>> Start PAGE EXCERPT
Describes the salient features of a dataset in a concise summary much like an abstract does in a journal article. It should cover what the data are and why they were created.

Example

methods (.docx, .md, .txt)

Describes the data creation methods. Includes enough detail for future users to correctly use the data. Lists instrument descriptions, protocols, etc.

Example

keywords.txt

Describes the data in a small set of terms. Keywords facilitate search and discovery on scientific terms, as well as names of research groups, field stations, and other organizations. Using a controlled vocabulary or thesaurus vastly improves discovery. We recommend using the LTER Controlled Vocabulary when possible.

Columns:

  • keyword One keyword per line
  • keywordThesaurus URI of the vocabulary from which the keyword originates.

Example

personnel.txt

Describes the personnel and funding sources involved in the creation of the data. This facilitates attribution and reporting.

Columns:

  • givenName First name
  • middleInitial Middle initial
  • surName Last name
  • organizationName Organization the person belongs to
  • electronicMailAddress Email address
  • userId Persons research identifier (e.g. ORCID). Links a persons research profile to a data publication.
  • role Role of the person with respect to the data. Persons serving more than one role are listed on separate lines (e.g. replicate the persons info on separate lines but change the role. Valid options:
    • creator Author of the data. Will appear in the data citation.
    • PI Principal investigator the data were created under. Will appear with project level metadata.
    • contact A point of contact for questions about the data. Can be an organization or position (e.g. data manager). To do this, enter the organization or position name under givenName and leave middleInitial and surName empty.
    • Other roles (e.g. Field Technician) will be listed as associated parties to the data.
  • Funding information is listed with PIs
    • projectTitle Title of project the data were created under. If ancillary projects were involved, then add as new lines below the primary project with the PIs info replicated.
    • fundingAgency Agency the project was funded by.
    • fundingNumber Grant or award number.

Example

intellectual_rights.txt

Describes how the data may be used. Releasing without restriction (CC0) or with minimal attribution (CC BY) maximizes value and future use.

Example

attributes_*.txt

Describes columns of a data table (classes, units, datetime formats, missing value codes).

Columns:

  • attributeName Column name
  • attributeDefinition Column definition
  • class Column class. Valid options are:
    • numeric Numeric variable
    • categorical Categorical variable (i.e. nominal)
    • character Free text character strings (e.g. notes)
    • Date Date and time variable
  • unit Column unit. Required for numeric classes. Select from EML’s standard unit dictionary, accessible with view_unit_dictionary(). Use values in the “id” column. If not found, then define as a custom unit (see custom_units.txt).
>> End PAGE EXCERPT
>> Start RAW DATA
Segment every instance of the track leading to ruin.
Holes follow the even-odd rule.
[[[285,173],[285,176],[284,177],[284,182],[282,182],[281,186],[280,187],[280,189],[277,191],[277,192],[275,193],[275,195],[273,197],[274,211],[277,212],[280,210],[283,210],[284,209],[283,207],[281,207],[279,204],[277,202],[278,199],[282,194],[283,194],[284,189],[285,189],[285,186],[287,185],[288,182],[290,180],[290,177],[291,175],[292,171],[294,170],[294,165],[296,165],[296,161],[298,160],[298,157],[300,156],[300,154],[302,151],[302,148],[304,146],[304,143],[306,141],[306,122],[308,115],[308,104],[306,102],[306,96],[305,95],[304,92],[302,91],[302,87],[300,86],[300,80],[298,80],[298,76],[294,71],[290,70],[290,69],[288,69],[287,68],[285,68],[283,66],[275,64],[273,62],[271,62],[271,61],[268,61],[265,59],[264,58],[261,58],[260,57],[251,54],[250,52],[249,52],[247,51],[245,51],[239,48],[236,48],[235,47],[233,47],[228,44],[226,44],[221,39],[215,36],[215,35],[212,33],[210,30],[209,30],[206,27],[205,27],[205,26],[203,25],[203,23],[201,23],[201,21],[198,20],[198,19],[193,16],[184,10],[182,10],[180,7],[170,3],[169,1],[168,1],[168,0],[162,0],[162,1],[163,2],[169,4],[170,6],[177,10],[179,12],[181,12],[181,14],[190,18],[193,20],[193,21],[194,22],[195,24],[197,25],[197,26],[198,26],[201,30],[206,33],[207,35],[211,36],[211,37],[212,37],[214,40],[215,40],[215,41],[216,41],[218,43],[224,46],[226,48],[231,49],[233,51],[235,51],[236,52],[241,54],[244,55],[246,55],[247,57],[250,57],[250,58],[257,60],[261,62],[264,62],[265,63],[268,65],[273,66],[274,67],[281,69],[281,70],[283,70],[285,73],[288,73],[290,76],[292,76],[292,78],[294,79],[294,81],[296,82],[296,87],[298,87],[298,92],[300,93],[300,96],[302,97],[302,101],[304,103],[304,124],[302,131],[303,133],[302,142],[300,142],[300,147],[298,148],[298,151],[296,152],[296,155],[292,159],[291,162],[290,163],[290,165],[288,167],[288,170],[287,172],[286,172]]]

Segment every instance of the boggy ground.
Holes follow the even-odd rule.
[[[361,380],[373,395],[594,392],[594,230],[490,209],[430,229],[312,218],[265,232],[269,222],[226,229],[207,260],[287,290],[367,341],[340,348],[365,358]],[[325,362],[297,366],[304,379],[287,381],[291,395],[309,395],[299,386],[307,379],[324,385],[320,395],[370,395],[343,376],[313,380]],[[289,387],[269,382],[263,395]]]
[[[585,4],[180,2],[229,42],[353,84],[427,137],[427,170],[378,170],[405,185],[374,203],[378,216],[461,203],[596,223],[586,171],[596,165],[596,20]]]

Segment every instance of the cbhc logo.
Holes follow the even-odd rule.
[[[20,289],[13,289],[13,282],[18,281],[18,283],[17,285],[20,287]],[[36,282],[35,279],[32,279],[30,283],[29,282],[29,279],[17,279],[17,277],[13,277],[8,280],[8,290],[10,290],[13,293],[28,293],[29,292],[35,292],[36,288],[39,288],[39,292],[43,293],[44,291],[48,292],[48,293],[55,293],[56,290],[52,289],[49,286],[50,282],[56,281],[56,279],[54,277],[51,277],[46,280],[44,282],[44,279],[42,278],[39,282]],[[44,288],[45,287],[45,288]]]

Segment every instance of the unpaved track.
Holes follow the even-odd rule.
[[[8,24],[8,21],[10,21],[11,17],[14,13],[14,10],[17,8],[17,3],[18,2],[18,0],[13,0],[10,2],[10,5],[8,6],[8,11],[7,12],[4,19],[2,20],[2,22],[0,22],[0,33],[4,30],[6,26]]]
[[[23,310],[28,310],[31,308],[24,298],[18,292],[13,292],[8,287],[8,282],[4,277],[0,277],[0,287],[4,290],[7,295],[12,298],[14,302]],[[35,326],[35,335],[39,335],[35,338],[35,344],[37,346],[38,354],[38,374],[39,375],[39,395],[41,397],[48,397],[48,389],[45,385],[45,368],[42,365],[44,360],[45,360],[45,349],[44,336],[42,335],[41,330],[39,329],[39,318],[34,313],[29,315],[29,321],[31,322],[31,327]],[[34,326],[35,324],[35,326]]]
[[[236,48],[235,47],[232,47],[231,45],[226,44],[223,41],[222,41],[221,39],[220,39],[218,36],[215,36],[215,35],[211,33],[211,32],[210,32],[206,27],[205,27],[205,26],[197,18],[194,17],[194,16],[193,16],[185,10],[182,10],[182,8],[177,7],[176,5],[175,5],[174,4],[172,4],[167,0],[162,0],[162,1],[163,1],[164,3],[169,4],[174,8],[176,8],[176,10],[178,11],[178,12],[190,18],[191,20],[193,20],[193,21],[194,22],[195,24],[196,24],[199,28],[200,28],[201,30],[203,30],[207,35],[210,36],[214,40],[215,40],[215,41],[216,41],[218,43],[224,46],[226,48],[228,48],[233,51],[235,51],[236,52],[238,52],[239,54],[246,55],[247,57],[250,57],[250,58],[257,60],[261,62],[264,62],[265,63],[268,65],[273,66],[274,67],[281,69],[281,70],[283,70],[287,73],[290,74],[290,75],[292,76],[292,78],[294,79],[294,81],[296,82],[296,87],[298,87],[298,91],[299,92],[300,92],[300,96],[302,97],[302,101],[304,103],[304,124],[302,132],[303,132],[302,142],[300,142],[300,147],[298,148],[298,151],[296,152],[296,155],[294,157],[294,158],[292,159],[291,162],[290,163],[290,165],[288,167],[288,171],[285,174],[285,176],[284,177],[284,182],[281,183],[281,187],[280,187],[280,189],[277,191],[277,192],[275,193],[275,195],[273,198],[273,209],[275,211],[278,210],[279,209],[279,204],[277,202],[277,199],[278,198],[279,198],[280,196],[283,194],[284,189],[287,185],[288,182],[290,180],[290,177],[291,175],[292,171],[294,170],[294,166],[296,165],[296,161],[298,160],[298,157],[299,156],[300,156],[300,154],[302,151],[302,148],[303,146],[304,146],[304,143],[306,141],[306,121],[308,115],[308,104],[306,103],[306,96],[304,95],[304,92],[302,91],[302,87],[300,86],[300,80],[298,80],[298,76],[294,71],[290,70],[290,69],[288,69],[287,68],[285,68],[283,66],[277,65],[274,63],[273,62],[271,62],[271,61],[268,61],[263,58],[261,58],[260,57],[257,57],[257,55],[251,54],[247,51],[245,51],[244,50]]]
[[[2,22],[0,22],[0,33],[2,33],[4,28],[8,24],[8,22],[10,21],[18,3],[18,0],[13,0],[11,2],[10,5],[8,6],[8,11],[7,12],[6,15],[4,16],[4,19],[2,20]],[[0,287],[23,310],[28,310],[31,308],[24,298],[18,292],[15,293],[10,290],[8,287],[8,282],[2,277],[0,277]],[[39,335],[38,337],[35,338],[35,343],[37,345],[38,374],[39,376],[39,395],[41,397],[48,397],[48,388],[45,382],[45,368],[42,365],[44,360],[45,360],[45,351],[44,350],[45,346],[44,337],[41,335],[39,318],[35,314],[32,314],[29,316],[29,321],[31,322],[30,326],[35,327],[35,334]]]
>> End RAW DATA
:: WHAT THIS EXERCISE ASKS ::
A – List every valid option for the class column named in the template documentation.
B – Rewrite the stretch of the template documentation from "keywords.txt" through "Vocabulary when possible.", putting "field sites" in place of "field stations".
Nothing here draws on the records.

:: TASK-BY-TASK OUTPUTS ::
A – numeric, categorical, character, Date

B –
keywords.txt

Describes the data in a small set of terms. Keywords facilitate search and discovery on scientific terms, as well as names of research groups, field sites, and other organizations. Using a controlled vocabulary or thesaurus vastly improves discovery. We recommend using the LTER Controlled Vocabulary when possible.